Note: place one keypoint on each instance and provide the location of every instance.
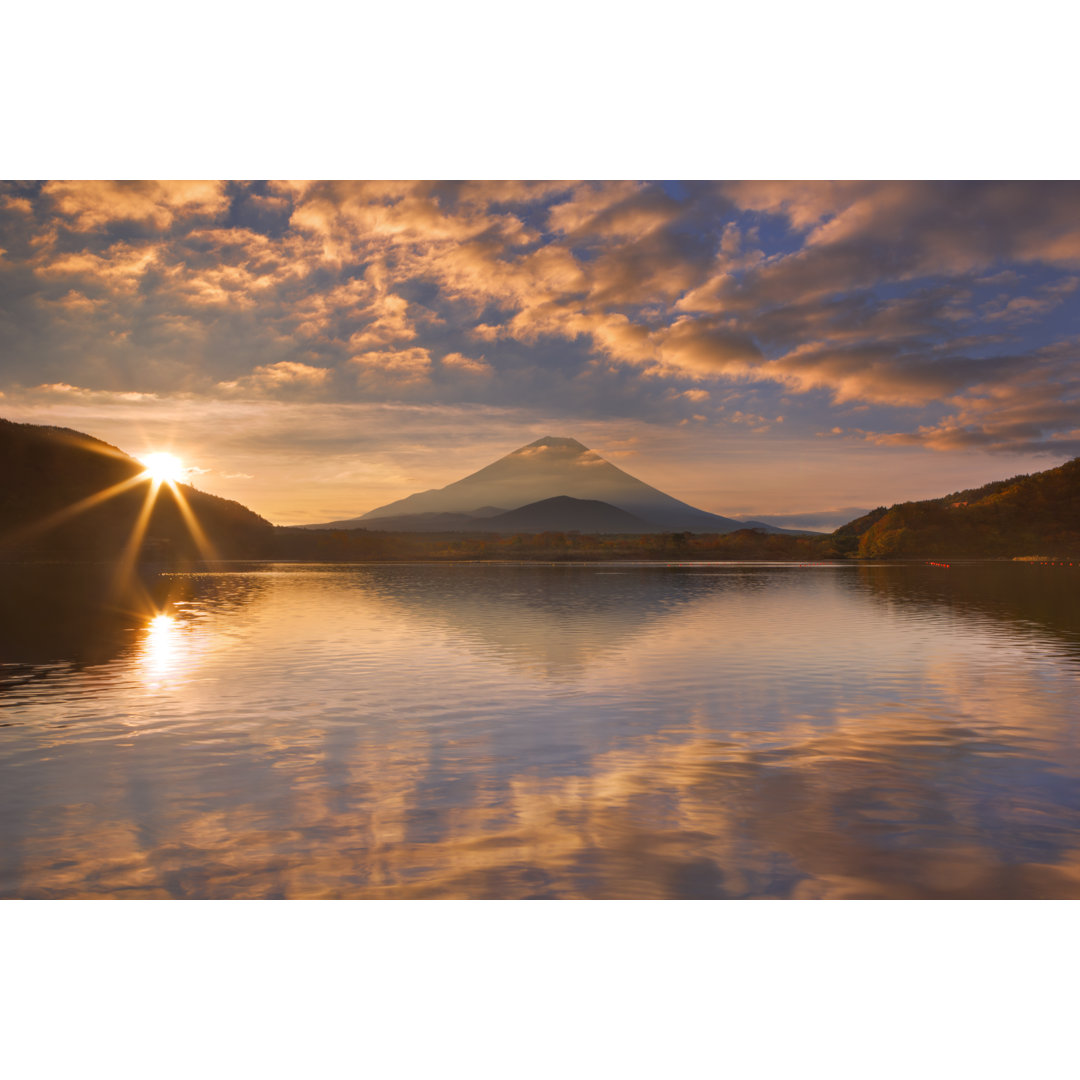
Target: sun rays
(162, 471)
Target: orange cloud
(90, 204)
(457, 362)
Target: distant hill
(50, 483)
(1037, 514)
(548, 469)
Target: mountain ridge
(551, 467)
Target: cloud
(457, 362)
(91, 204)
(921, 299)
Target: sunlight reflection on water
(549, 731)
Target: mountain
(559, 514)
(66, 495)
(566, 514)
(548, 469)
(1037, 514)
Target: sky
(795, 351)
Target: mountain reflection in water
(606, 731)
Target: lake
(605, 730)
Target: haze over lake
(543, 731)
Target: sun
(163, 468)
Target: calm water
(542, 731)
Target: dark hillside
(50, 478)
(1026, 515)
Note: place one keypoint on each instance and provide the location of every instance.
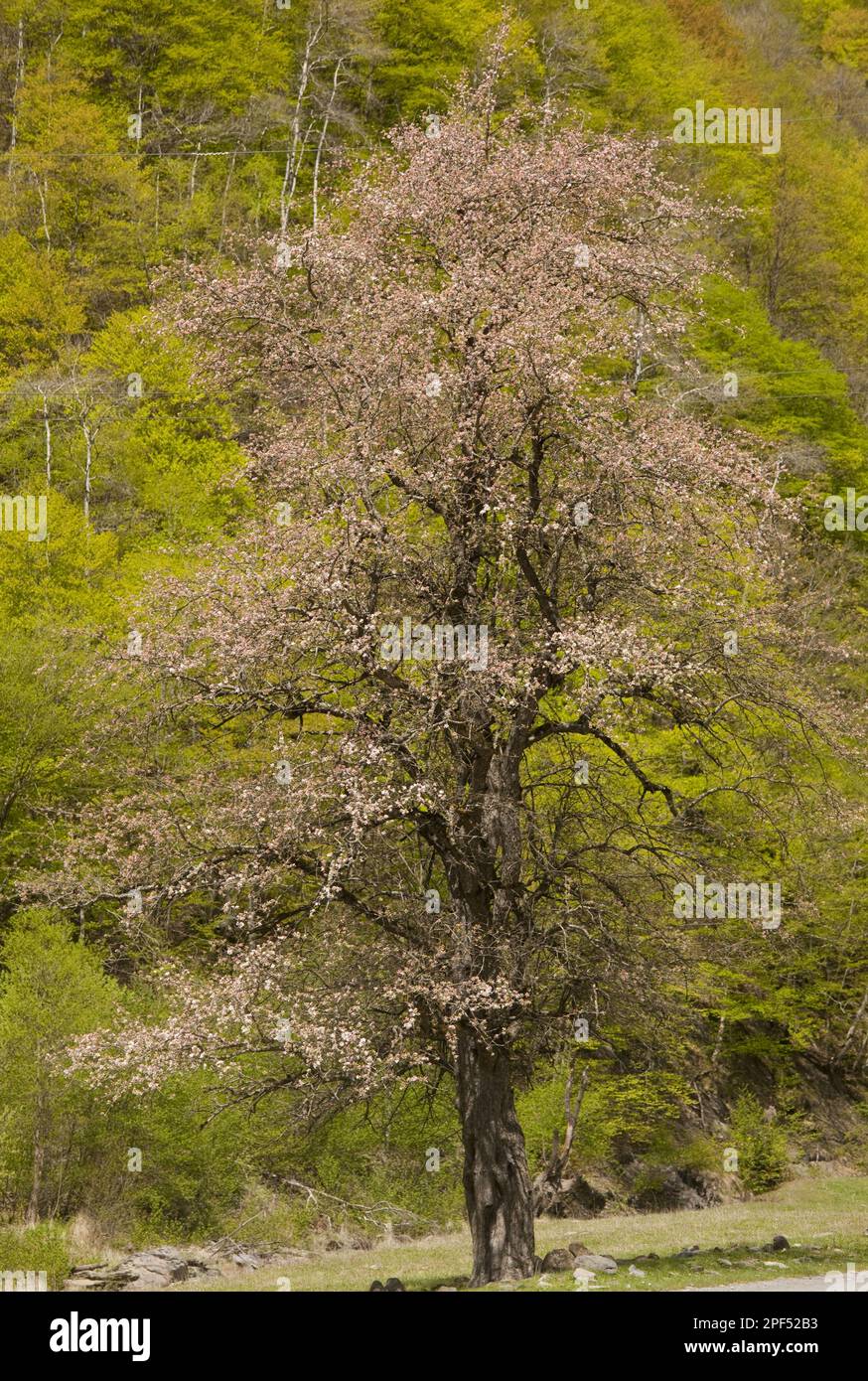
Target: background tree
(447, 857)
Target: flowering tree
(397, 767)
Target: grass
(824, 1220)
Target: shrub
(761, 1146)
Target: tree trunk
(496, 1179)
(39, 1163)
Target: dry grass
(825, 1217)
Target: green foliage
(761, 1146)
(43, 1247)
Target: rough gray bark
(496, 1179)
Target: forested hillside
(284, 927)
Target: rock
(144, 1271)
(588, 1261)
(578, 1199)
(666, 1188)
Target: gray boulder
(588, 1261)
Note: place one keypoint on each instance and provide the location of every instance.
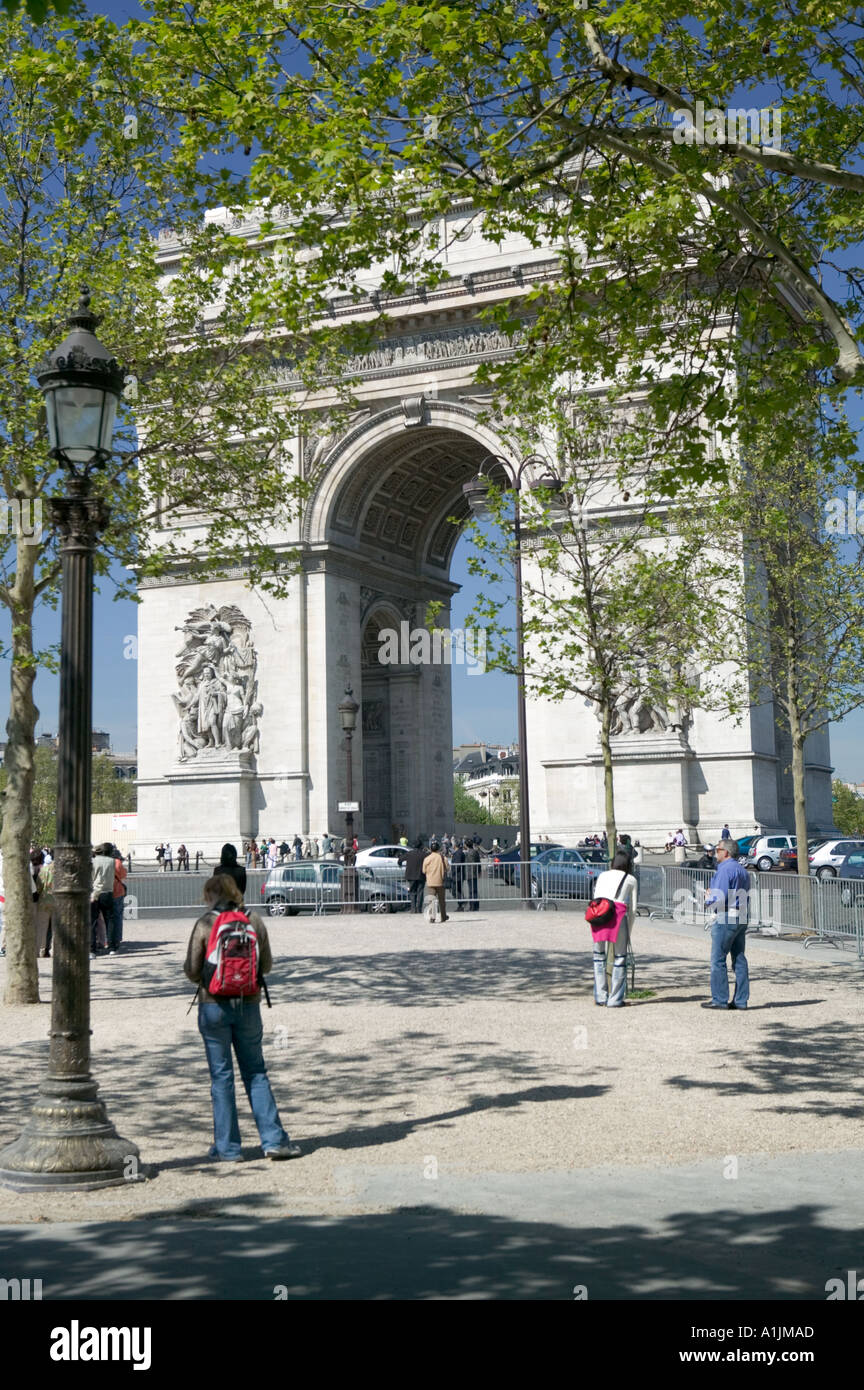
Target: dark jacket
(472, 859)
(228, 863)
(414, 865)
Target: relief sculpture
(217, 698)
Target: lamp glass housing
(81, 420)
(477, 496)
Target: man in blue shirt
(728, 893)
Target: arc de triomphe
(239, 730)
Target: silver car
(317, 887)
(827, 859)
(766, 851)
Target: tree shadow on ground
(817, 1068)
(399, 1084)
(247, 1248)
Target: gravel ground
(464, 1048)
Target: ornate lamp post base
(68, 1141)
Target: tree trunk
(21, 972)
(800, 809)
(606, 724)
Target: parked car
(595, 855)
(788, 858)
(766, 851)
(317, 887)
(504, 865)
(560, 873)
(745, 844)
(386, 862)
(852, 868)
(828, 856)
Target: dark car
(317, 887)
(504, 865)
(560, 873)
(788, 858)
(595, 855)
(852, 868)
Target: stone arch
(392, 483)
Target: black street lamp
(68, 1140)
(477, 496)
(347, 713)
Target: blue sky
(482, 706)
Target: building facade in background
(239, 730)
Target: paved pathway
(474, 1127)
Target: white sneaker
(284, 1151)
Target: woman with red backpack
(610, 915)
(228, 958)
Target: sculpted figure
(217, 697)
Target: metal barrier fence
(823, 911)
(827, 911)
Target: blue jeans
(728, 940)
(236, 1022)
(114, 923)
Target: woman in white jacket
(618, 884)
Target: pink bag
(610, 913)
(611, 931)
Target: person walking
(435, 872)
(349, 886)
(235, 1023)
(114, 929)
(414, 875)
(618, 884)
(102, 897)
(228, 865)
(728, 894)
(42, 902)
(457, 875)
(472, 870)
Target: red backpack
(231, 962)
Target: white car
(764, 852)
(829, 855)
(385, 861)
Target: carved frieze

※ ※ ※

PROBLEM STATEMENT | An exact copy of the data is required, with the pictures excluded.

FINAL ANSWER |
Note: place one keypoint on each instance and provide the location of every instance.
Target: sun rays
(162, 471)
Target: orange cloud
(90, 204)
(457, 362)
Target: distant hill
(50, 483)
(1037, 514)
(548, 469)
Target: mountain ridge
(551, 467)
Target: cloud
(457, 362)
(91, 204)
(921, 299)
Target: sunlight reflection on water
(549, 731)
Target: mountain
(559, 514)
(66, 495)
(566, 514)
(548, 469)
(1037, 514)
Target: sky
(795, 351)
Target: mountain reflection in water
(606, 731)
Target: lake
(605, 730)
Target: haze over lake
(543, 731)
Target: sun
(163, 468)
Target: calm water
(542, 731)
Target: dark hillside
(50, 478)
(1026, 515)
Note: place one keypoint on each instance and provide the location of every instance.
Target: background tree
(447, 857)
Target: flowering tree
(397, 767)
Target: grass
(824, 1220)
Target: shrub
(761, 1146)
Target: tree trunk
(496, 1179)
(39, 1163)
Target: dry grass
(825, 1217)
Target: green foliage
(761, 1146)
(43, 1247)
Target: rough gray bark
(496, 1179)
Target: forested hillside
(284, 927)
Target: rock
(144, 1271)
(588, 1261)
(578, 1199)
(666, 1188)
Target: gray boulder
(588, 1261)
Note: place one keypoint on each instance and provide the location of every instance.
Target: dark jacket
(472, 859)
(228, 863)
(414, 865)
Target: relief sculpture
(217, 698)
Target: lamp glass housing
(81, 420)
(477, 496)
Target: man in blue shirt
(728, 893)
Target: arc de triomphe
(239, 730)
Target: silver car
(317, 887)
(827, 859)
(766, 851)
Target: tree shadow on ground
(817, 1068)
(399, 1084)
(247, 1248)
Target: gravel ground
(464, 1048)
Target: ornate lamp post base
(68, 1141)
Target: tree trunk
(21, 972)
(800, 809)
(606, 724)
Target: parked car
(595, 855)
(788, 858)
(766, 851)
(317, 887)
(504, 865)
(560, 873)
(745, 844)
(386, 862)
(852, 868)
(828, 856)
Target: dark car
(317, 887)
(504, 865)
(560, 873)
(788, 858)
(595, 855)
(852, 868)
Target: stone arch
(392, 483)
Target: black street lamp
(68, 1140)
(477, 496)
(347, 713)
Target: blue sky
(482, 706)
Target: building facade in background
(239, 730)
Target: paved pathway
(474, 1127)
Target: white sneaker
(284, 1151)
Target: woman with red backpack
(610, 915)
(228, 958)
Target: sculpted figure
(217, 697)
Target: metal barrier fence
(823, 911)
(827, 911)
Target: blue jeans
(728, 940)
(236, 1022)
(114, 923)
Target: woman in white jacket
(618, 884)
Target: pink bag
(610, 913)
(611, 931)
Target: person walking
(435, 872)
(349, 886)
(235, 1023)
(114, 929)
(414, 875)
(618, 884)
(102, 897)
(228, 865)
(728, 894)
(42, 902)
(457, 875)
(472, 870)
Target: red backpack
(231, 962)
Target: white car
(764, 852)
(829, 855)
(385, 861)
Target: carved frieze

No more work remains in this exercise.